- _Passage provided_:
-=-=-
Mr. Codgers Neighborhood
I may have mentioned this elsewhere here, but we still have a big blue WWII-vintage Underwood manual that I used to type on, starting in the first grade and all through grade school. The nuns seemed to be impressed that I sometimes turned in typed papers. But they still found reasons to hit us with those damn steel rulers.

It weighs a ton, relatively speaking. Has round glass-capped keys and the classic bell tone. I remember buying ribbons for it (in steel reels) at Woolworths for 99 cents. A real finger exerciser. I'll have to take a picture of it someday. It's pretty dirty now from storage, and will need a pro cleaning and oiling.

We had a whole bunch of other portables and electrics, from the 60s into the late 80s (they were hybrid word processors at the end). They're all gone.

But I kept the old Underwood for my son, for when I'm gone.
 
If I may, here is one I found in my email this morning. From the pages of The National Sportsman, December 1917. Courtesy of C&Rsenal.

Velvet-Dec-1917.jpg
 
I may have mentioned this elsewhere here, but we still have a big blue WWII-vintage Underwood manual that I used to type on, starting in the first grade and all through grade school. The nuns seemed to be impressed that I sometimes turned in typed papers. But they still found reasons to hit us with those damn steel rulers.

It weighs a ton, relatively speaking. Has round glass-capped keys and the classic bell tone. I remember buying ribbons for it (in steel reels) at Woolworths for 99 cents. A real finger exerciser. I'll have to take a picture of it someday. It's pretty dirty now from storage, and will need a pro cleaning and oiling.

We had a whole bunch of other portables and electrics, from the 60s into the late 80s (they were hybrid word processors at the end). They're all gone.
-=-=-
- _Brief_: Revise the typewriter post from "Mr. Codgers Neighborhood" up to and including "when I'm gone.", replacing "Underwood" with "Royal". Rely only on the post about the old typewriter.

- _Dataset excerpts_:
-=-=-
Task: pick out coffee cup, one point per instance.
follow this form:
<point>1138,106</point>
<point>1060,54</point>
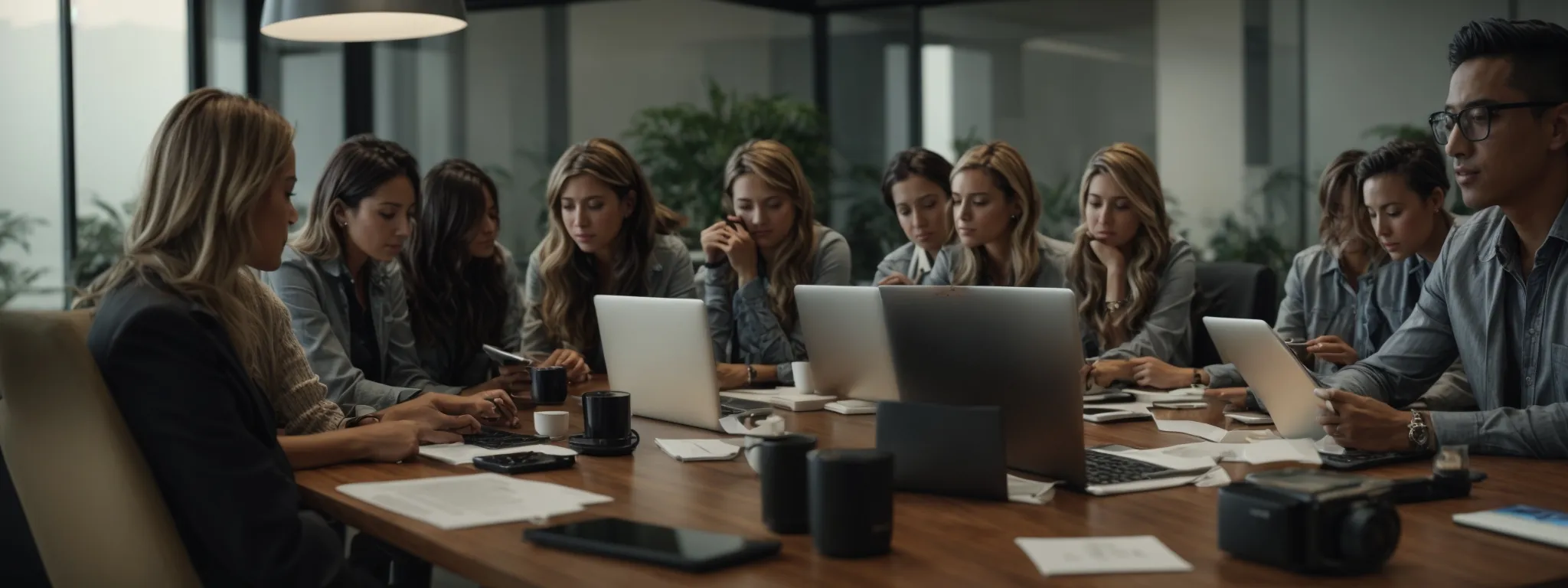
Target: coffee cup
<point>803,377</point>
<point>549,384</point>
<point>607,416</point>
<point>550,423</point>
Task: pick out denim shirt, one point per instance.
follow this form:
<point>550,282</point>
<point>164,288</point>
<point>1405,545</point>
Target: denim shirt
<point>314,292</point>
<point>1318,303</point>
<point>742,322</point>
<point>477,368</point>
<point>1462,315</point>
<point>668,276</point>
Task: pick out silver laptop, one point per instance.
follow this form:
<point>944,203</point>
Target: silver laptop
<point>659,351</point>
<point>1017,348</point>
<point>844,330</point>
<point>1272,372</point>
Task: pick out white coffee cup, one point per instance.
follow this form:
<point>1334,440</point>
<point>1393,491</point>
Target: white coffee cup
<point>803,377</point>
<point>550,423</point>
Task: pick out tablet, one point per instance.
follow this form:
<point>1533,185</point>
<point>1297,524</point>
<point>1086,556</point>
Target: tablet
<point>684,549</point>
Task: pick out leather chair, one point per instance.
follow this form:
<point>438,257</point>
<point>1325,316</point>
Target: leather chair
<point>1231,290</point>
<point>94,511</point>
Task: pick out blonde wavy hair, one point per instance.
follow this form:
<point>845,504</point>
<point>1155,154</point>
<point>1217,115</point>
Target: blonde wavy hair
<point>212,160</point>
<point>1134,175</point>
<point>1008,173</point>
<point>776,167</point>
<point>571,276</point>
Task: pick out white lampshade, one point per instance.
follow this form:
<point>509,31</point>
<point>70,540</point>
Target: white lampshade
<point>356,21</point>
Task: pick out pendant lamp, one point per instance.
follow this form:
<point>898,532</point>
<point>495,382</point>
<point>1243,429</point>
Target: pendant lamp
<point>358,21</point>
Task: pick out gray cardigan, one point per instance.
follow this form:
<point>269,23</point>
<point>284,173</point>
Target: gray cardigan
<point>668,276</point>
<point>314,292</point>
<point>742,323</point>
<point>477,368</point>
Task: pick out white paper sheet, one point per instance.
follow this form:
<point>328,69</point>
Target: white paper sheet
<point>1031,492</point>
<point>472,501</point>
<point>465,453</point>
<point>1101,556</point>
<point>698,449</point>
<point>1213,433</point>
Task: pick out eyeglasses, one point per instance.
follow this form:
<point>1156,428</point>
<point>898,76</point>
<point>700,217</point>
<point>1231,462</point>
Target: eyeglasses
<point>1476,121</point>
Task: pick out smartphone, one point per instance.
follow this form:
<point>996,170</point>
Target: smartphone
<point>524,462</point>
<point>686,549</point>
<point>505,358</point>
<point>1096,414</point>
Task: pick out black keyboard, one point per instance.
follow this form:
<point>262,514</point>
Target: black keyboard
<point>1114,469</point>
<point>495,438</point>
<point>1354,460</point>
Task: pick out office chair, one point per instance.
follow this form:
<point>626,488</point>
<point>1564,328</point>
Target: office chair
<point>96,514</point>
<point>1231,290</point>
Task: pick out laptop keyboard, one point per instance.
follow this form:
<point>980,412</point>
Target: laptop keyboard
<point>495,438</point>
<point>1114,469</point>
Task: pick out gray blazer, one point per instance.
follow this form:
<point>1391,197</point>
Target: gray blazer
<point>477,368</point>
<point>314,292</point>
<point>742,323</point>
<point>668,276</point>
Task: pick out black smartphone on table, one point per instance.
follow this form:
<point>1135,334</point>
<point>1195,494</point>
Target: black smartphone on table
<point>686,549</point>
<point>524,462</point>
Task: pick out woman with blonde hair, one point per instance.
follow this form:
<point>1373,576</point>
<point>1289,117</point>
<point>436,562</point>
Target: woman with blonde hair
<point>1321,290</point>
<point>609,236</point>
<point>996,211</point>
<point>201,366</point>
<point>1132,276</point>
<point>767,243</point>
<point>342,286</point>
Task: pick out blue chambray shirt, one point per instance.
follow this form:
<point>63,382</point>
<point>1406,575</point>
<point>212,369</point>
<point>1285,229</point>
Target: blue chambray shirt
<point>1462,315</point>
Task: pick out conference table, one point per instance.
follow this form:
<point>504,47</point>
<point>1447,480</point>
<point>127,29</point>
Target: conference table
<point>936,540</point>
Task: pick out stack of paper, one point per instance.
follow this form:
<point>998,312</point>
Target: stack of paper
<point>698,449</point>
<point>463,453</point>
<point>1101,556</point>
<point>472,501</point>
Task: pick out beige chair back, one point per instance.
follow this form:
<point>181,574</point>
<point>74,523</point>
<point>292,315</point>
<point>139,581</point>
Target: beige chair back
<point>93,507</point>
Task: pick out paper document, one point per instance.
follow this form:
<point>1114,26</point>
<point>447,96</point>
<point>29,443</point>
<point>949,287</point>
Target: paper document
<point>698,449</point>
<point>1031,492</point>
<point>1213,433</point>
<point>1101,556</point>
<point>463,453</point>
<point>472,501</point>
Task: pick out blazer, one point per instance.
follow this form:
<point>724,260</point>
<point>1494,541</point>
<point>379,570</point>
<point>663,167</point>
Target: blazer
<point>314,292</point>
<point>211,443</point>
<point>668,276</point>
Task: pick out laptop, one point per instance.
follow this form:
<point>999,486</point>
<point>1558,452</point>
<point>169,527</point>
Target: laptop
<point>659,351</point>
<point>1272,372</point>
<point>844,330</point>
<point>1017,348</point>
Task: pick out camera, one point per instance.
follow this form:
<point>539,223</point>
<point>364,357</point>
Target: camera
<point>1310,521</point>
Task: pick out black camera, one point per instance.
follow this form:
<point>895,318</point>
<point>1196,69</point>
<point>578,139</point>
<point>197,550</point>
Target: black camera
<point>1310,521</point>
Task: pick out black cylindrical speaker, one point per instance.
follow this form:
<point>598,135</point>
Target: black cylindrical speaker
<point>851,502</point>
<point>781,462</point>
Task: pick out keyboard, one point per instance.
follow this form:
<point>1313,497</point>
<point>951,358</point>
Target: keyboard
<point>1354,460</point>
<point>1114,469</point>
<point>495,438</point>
-=-=-
- _Exercise answer_:
Mr. Codgers Neighborhood
I may have mentioned this elsewhere here, but we still have a big blue WWII-vintage Royal manual that I used to type on, starting in the first grade and all through grade school. The nuns seemed to be impressed that I sometimes turned in typed papers. But they still found reasons to hit us with those damn steel rulers.

It weighs a ton, relatively speaking. Has round glass-capped keys and the classic bell tone. I remember buying ribbons for it (in steel reels) at Woolworths for 99 cents. A real finger exerciser. I'll have to take a picture of it someday. It's pretty dirty now from storage, and will need a pro cleaning and oiling.

We had a whole bunch of other portables and electrics, from the 60s into the late 80s (they were hybrid word processors at the end). They're all gone.

But I kept the old Royal for my son, for when I'm gone.